» **Records for this task**:
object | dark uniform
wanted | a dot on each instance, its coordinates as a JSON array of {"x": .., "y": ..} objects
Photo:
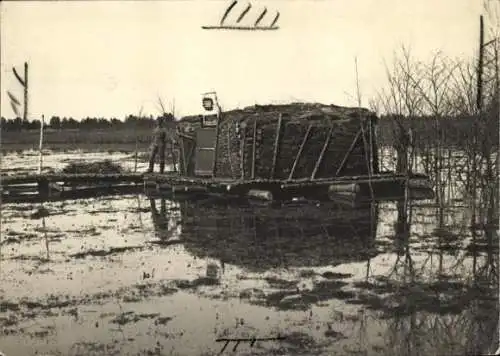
[{"x": 158, "y": 145}]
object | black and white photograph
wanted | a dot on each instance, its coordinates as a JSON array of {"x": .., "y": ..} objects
[{"x": 249, "y": 177}]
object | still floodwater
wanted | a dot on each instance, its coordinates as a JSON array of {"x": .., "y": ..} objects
[{"x": 136, "y": 276}]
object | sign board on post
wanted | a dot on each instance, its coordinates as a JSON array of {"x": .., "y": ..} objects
[{"x": 212, "y": 109}]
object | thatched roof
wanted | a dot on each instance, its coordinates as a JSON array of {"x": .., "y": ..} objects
[{"x": 299, "y": 111}]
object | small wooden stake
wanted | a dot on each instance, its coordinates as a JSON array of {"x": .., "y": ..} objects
[
  {"x": 299, "y": 154},
  {"x": 254, "y": 147},
  {"x": 322, "y": 154},
  {"x": 276, "y": 145},
  {"x": 40, "y": 163},
  {"x": 353, "y": 144},
  {"x": 242, "y": 151}
]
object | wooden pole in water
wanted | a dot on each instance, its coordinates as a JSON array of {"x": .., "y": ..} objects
[
  {"x": 25, "y": 114},
  {"x": 40, "y": 148},
  {"x": 276, "y": 145}
]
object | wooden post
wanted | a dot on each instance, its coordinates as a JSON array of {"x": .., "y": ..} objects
[
  {"x": 479, "y": 99},
  {"x": 322, "y": 154},
  {"x": 353, "y": 144},
  {"x": 24, "y": 83},
  {"x": 242, "y": 149},
  {"x": 254, "y": 147},
  {"x": 217, "y": 130},
  {"x": 276, "y": 145},
  {"x": 299, "y": 154},
  {"x": 40, "y": 147},
  {"x": 25, "y": 113}
]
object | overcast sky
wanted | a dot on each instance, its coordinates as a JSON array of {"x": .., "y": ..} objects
[{"x": 110, "y": 58}]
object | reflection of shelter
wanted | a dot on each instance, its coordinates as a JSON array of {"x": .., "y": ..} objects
[{"x": 259, "y": 238}]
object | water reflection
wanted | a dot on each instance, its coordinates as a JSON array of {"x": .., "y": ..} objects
[
  {"x": 442, "y": 299},
  {"x": 258, "y": 238}
]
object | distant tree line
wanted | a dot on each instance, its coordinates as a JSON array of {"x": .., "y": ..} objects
[{"x": 88, "y": 123}]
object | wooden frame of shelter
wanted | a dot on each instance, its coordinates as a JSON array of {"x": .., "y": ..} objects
[{"x": 280, "y": 151}]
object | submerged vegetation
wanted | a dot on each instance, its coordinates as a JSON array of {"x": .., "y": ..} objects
[{"x": 104, "y": 167}]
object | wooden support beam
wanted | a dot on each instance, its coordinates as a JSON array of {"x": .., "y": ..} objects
[
  {"x": 322, "y": 154},
  {"x": 242, "y": 150},
  {"x": 216, "y": 149},
  {"x": 254, "y": 142},
  {"x": 276, "y": 145},
  {"x": 183, "y": 154},
  {"x": 353, "y": 144},
  {"x": 299, "y": 154}
]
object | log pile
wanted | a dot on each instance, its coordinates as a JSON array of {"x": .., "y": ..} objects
[{"x": 290, "y": 141}]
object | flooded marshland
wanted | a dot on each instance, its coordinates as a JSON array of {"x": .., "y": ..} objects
[{"x": 136, "y": 275}]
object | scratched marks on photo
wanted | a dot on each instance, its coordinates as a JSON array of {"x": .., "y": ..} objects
[{"x": 261, "y": 22}]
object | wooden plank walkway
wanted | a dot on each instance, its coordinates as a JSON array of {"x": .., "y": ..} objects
[
  {"x": 77, "y": 178},
  {"x": 47, "y": 186}
]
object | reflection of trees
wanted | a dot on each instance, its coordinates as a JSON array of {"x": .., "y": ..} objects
[
  {"x": 166, "y": 220},
  {"x": 263, "y": 237},
  {"x": 453, "y": 310}
]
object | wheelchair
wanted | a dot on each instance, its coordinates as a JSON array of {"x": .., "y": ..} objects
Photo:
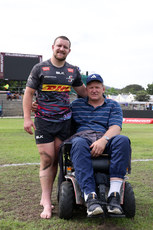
[{"x": 69, "y": 193}]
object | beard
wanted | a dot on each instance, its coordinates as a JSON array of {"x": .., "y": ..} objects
[{"x": 59, "y": 59}]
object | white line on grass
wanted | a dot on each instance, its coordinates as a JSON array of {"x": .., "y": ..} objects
[{"x": 23, "y": 164}]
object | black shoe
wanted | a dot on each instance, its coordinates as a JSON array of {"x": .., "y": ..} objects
[
  {"x": 93, "y": 206},
  {"x": 113, "y": 205}
]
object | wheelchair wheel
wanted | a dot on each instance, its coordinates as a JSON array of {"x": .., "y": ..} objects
[
  {"x": 129, "y": 201},
  {"x": 66, "y": 200}
]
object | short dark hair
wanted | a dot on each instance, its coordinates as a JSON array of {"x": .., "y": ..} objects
[{"x": 64, "y": 38}]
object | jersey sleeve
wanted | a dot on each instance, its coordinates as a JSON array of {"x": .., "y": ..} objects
[
  {"x": 33, "y": 80},
  {"x": 78, "y": 79}
]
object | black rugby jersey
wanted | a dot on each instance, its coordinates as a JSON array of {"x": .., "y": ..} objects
[{"x": 53, "y": 86}]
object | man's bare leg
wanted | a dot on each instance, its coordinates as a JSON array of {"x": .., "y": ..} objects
[
  {"x": 47, "y": 155},
  {"x": 48, "y": 171}
]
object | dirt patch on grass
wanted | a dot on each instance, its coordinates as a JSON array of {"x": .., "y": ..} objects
[{"x": 20, "y": 197}]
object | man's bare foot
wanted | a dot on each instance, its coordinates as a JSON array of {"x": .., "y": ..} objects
[
  {"x": 47, "y": 212},
  {"x": 52, "y": 206}
]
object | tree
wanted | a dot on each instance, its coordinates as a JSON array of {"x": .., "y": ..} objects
[
  {"x": 111, "y": 91},
  {"x": 132, "y": 89},
  {"x": 142, "y": 95},
  {"x": 150, "y": 89}
]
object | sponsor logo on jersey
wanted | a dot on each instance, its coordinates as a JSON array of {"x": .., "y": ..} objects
[
  {"x": 70, "y": 78},
  {"x": 60, "y": 73},
  {"x": 70, "y": 70},
  {"x": 46, "y": 68},
  {"x": 39, "y": 137},
  {"x": 57, "y": 88},
  {"x": 49, "y": 76}
]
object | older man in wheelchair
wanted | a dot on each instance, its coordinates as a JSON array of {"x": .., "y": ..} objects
[{"x": 100, "y": 157}]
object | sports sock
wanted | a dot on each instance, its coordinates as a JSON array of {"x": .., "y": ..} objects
[
  {"x": 115, "y": 186},
  {"x": 86, "y": 195}
]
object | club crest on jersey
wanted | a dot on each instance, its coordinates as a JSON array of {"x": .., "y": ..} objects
[
  {"x": 57, "y": 88},
  {"x": 46, "y": 68},
  {"x": 70, "y": 70},
  {"x": 70, "y": 78}
]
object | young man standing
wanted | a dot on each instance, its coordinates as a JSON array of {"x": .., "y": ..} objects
[{"x": 51, "y": 80}]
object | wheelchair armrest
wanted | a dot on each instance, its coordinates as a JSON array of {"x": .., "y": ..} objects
[{"x": 67, "y": 146}]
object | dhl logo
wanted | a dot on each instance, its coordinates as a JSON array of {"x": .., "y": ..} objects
[{"x": 58, "y": 88}]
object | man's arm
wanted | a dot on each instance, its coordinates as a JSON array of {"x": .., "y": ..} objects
[
  {"x": 98, "y": 146},
  {"x": 81, "y": 90},
  {"x": 27, "y": 102}
]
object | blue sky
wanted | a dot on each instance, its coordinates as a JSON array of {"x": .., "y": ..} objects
[{"x": 111, "y": 37}]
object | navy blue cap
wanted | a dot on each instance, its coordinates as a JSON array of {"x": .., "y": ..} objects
[{"x": 94, "y": 77}]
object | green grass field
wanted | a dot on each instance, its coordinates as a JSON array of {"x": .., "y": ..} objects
[{"x": 20, "y": 189}]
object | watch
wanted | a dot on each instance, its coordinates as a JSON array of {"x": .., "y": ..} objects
[{"x": 106, "y": 138}]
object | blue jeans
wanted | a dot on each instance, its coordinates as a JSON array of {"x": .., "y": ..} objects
[{"x": 118, "y": 149}]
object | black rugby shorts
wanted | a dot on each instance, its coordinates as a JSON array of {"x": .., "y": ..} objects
[{"x": 46, "y": 131}]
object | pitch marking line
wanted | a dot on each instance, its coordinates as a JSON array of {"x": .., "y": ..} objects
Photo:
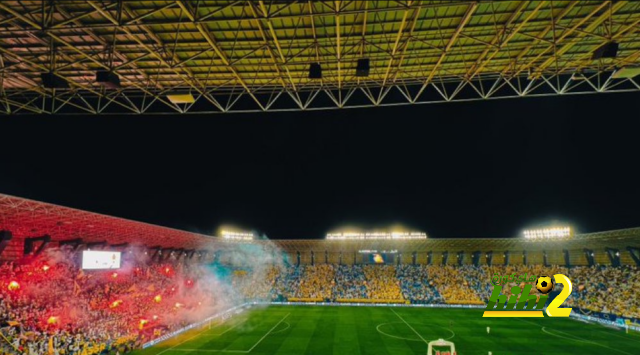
[
  {"x": 190, "y": 338},
  {"x": 235, "y": 326},
  {"x": 574, "y": 337},
  {"x": 409, "y": 325},
  {"x": 237, "y": 351},
  {"x": 453, "y": 334}
]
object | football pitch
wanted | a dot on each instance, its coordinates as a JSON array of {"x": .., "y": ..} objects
[{"x": 393, "y": 330}]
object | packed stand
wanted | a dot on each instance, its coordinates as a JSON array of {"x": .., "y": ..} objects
[
  {"x": 316, "y": 281},
  {"x": 416, "y": 285},
  {"x": 50, "y": 306},
  {"x": 452, "y": 285},
  {"x": 350, "y": 282},
  {"x": 606, "y": 289}
]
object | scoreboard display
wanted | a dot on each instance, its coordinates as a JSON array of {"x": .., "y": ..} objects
[
  {"x": 100, "y": 260},
  {"x": 378, "y": 258}
]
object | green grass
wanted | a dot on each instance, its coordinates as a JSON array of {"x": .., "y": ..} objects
[{"x": 393, "y": 330}]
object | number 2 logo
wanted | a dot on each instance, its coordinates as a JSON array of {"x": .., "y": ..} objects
[{"x": 553, "y": 309}]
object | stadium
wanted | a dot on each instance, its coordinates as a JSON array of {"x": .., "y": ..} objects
[
  {"x": 319, "y": 177},
  {"x": 349, "y": 293}
]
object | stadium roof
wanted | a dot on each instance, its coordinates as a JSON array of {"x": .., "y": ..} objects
[
  {"x": 239, "y": 56},
  {"x": 26, "y": 218}
]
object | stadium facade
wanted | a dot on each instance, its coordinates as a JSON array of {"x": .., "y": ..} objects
[{"x": 30, "y": 226}]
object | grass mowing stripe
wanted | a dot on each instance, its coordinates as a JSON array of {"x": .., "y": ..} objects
[
  {"x": 264, "y": 336},
  {"x": 409, "y": 325},
  {"x": 313, "y": 330}
]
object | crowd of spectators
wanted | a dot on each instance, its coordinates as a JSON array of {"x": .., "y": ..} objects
[
  {"x": 451, "y": 283},
  {"x": 416, "y": 285},
  {"x": 51, "y": 306},
  {"x": 316, "y": 281},
  {"x": 382, "y": 283},
  {"x": 350, "y": 282}
]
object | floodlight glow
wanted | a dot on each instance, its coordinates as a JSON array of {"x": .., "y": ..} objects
[
  {"x": 376, "y": 236},
  {"x": 548, "y": 233}
]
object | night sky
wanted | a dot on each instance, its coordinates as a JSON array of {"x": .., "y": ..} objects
[{"x": 478, "y": 169}]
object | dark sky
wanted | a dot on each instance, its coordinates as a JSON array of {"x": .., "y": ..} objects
[{"x": 452, "y": 170}]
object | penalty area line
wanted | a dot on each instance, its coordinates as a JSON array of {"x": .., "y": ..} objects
[
  {"x": 235, "y": 351},
  {"x": 409, "y": 325},
  {"x": 184, "y": 341}
]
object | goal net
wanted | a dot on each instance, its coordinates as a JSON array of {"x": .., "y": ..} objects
[{"x": 441, "y": 347}]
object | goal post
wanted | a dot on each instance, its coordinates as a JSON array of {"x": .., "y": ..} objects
[{"x": 441, "y": 343}]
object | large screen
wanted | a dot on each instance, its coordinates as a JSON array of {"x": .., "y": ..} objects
[
  {"x": 378, "y": 258},
  {"x": 99, "y": 260}
]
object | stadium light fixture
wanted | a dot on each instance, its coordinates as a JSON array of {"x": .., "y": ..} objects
[
  {"x": 229, "y": 235},
  {"x": 315, "y": 71},
  {"x": 626, "y": 73},
  {"x": 376, "y": 236},
  {"x": 607, "y": 50},
  {"x": 108, "y": 79},
  {"x": 548, "y": 233},
  {"x": 53, "y": 81},
  {"x": 181, "y": 98}
]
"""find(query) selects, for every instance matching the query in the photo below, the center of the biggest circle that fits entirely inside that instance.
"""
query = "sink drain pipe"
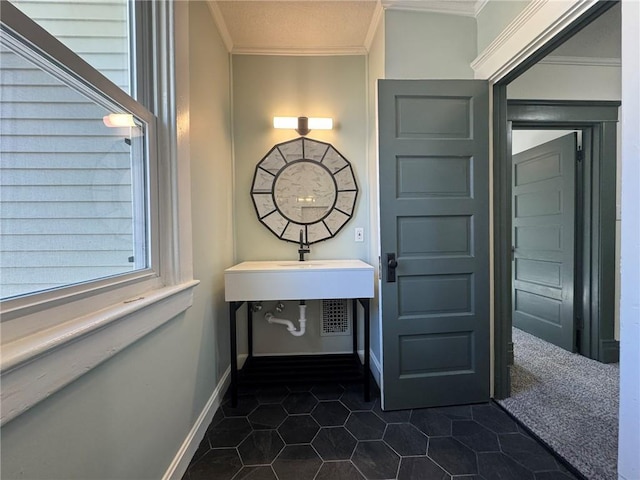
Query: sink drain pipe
(288, 323)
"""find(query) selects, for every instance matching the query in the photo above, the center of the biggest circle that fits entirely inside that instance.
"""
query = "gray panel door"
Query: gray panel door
(543, 241)
(434, 213)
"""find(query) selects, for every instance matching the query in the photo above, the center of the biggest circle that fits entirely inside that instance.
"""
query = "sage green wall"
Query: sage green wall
(128, 417)
(421, 45)
(320, 86)
(375, 71)
(493, 19)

» **Requirement**: Repeat verbatim the lines between the start of the data and the line containing "object | water reflection", both ends included, omitting all pictures.

» **Answer**:
object | dark uniform
wanted | a dot on each instance, its coordinates as a JSON array of {"x": .., "y": ..} objects
Photo:
[{"x": 158, "y": 145}]
object | black and white photograph
wanted | a dot on each instance, its coordinates as a JSON array of {"x": .., "y": ..} objects
[{"x": 249, "y": 177}]
object | still floodwater
wanted | a dot on each instance, its coordinates as a JSON array of {"x": .., "y": ..} objects
[{"x": 136, "y": 276}]
object | sign board on post
wanted | a dot on each instance, its coordinates as a JSON array of {"x": .., "y": ..} objects
[{"x": 212, "y": 109}]
object | thatched roof
wanted | a dot on each instance, its coordinates as a JSON array of {"x": .., "y": ..} objects
[{"x": 299, "y": 111}]
object | small wooden stake
wanted | a dot on each instance, its coordinates as a JSON array of {"x": .., "y": ..} objects
[
  {"x": 299, "y": 154},
  {"x": 254, "y": 147},
  {"x": 322, "y": 154},
  {"x": 276, "y": 145},
  {"x": 40, "y": 163},
  {"x": 353, "y": 144},
  {"x": 242, "y": 151}
]
object | wooden pole in water
wanted | a dot on each instance, its coordinates as a JSON array of {"x": .., "y": ..} objects
[
  {"x": 25, "y": 114},
  {"x": 40, "y": 148},
  {"x": 276, "y": 145}
]
object | wooden post
wanted | a dot on each instance, its coordinates as a JSON array of {"x": .., "y": ..} objects
[
  {"x": 479, "y": 99},
  {"x": 322, "y": 154},
  {"x": 353, "y": 144},
  {"x": 24, "y": 83},
  {"x": 242, "y": 149},
  {"x": 254, "y": 147},
  {"x": 217, "y": 130},
  {"x": 276, "y": 145},
  {"x": 299, "y": 154},
  {"x": 40, "y": 147},
  {"x": 25, "y": 113}
]
object | overcast sky
wanted | a dot on each instance, its coordinates as a JSON array of {"x": .., "y": ..} objects
[{"x": 110, "y": 58}]
object | reflection of shelter
wanted | a dot on each instance, its coordinates as a JSON array of {"x": .., "y": ..} objects
[{"x": 259, "y": 238}]
object | water reflection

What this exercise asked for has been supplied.